- [Exercise instructions]: Copy the data exactly, line for line.

+ + + + +

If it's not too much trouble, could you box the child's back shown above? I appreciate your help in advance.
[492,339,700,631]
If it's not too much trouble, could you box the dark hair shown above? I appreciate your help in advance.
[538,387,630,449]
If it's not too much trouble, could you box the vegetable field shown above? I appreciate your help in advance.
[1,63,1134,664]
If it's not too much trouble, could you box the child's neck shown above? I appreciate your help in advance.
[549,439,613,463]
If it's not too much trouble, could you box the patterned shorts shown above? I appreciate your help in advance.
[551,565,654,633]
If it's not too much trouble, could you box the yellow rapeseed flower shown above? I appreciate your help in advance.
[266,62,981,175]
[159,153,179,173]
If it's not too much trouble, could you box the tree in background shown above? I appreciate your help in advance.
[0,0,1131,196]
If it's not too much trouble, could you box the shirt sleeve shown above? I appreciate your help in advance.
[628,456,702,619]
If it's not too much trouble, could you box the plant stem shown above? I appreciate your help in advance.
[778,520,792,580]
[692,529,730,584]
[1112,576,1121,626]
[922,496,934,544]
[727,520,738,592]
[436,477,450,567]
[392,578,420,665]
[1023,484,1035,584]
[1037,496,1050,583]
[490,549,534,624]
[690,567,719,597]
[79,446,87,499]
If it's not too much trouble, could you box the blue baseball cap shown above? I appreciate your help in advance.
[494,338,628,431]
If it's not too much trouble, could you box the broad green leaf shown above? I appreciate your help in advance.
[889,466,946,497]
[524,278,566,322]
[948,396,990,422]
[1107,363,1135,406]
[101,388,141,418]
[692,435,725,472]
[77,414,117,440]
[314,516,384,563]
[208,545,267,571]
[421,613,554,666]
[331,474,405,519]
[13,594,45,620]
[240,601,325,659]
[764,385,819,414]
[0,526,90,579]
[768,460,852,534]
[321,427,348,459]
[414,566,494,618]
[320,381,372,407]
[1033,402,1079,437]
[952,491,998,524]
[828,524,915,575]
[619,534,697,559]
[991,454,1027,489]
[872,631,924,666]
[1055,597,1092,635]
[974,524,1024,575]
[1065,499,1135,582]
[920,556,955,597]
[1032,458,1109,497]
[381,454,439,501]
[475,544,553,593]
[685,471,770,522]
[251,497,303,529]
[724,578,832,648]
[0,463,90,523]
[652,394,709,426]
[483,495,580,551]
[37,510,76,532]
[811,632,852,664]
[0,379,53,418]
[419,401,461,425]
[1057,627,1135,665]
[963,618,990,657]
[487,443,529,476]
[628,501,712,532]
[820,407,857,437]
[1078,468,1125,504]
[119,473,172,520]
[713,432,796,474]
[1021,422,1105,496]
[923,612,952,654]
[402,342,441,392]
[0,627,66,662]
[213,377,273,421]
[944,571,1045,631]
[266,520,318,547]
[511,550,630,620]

+ + + + +

- [Solution to the problem]:
If it's not too much trouble, could you box the child's back shown above? I appreciate your help in advance.
[492,339,700,631]
If it's not too much trouble, could you box the dark hair shown above? I appreciate your help in advance.
[538,387,630,449]
If it's not too much trouble, could you box the vegetable field shown above? I appreciate your help in advance.
[1,63,1134,664]
If it's not too much trouble, could you box the child's neck shown above? I appreciate your help in advance.
[549,439,613,463]
If it's not too much trouble, could you box the patterned shorts shown above? I appreciate your help in advance.
[551,565,654,633]
If it's not too much trouble, could you box the yellow rapeseed flower shown above? I appreciate your help in advance.
[266,62,981,175]
[159,153,179,173]
If it's not too much trouble, could you box the tree in background shown above? I appreciate your help in advance.
[0,0,1131,196]
If it's not too much trouble, could you box the shirt sleeve shown above? I appreciate your help in advance.
[628,456,702,619]
If it's not too much trouble, could you box the plant stem shown above? I appreciate your help in advance.
[778,520,792,580]
[692,529,730,584]
[1112,576,1121,626]
[922,496,934,544]
[727,520,738,592]
[436,477,450,567]
[392,578,420,665]
[1023,484,1035,584]
[1037,496,1050,583]
[490,549,534,624]
[690,567,719,597]
[79,446,87,499]
If it's not too much trouble, could you box the blue baseball cap shown above? I appreciate your help in advance.
[494,338,628,431]
If it's not too much trouble, could you box the broad green leaf shown above? I appreciate your help in advance.
[889,466,946,497]
[524,278,566,322]
[948,396,990,422]
[1107,363,1135,406]
[101,388,141,418]
[692,435,725,472]
[77,414,117,440]
[314,516,384,563]
[208,545,267,571]
[421,613,554,666]
[331,474,405,519]
[13,594,45,620]
[240,601,325,659]
[764,385,819,414]
[0,526,90,579]
[768,460,852,534]
[321,427,348,459]
[414,566,494,618]
[320,381,372,407]
[1033,402,1079,437]
[952,491,998,524]
[828,524,915,575]
[619,534,697,559]
[991,454,1027,489]
[872,631,924,666]
[1055,597,1092,635]
[974,524,1024,575]
[1065,499,1135,582]
[920,556,955,597]
[1032,458,1109,497]
[381,454,439,501]
[475,544,553,593]
[685,471,770,522]
[251,497,303,529]
[724,578,832,648]
[0,463,90,523]
[652,394,709,426]
[483,495,580,551]
[37,510,76,532]
[811,632,852,664]
[0,379,53,418]
[419,401,461,425]
[1057,627,1135,665]
[963,618,990,657]
[487,443,529,476]
[628,501,712,532]
[820,407,857,437]
[1078,468,1125,504]
[119,473,172,520]
[713,432,796,474]
[1021,422,1105,496]
[923,612,952,654]
[402,342,441,392]
[0,627,66,662]
[213,377,273,421]
[944,571,1045,631]
[266,520,318,547]
[511,550,630,620]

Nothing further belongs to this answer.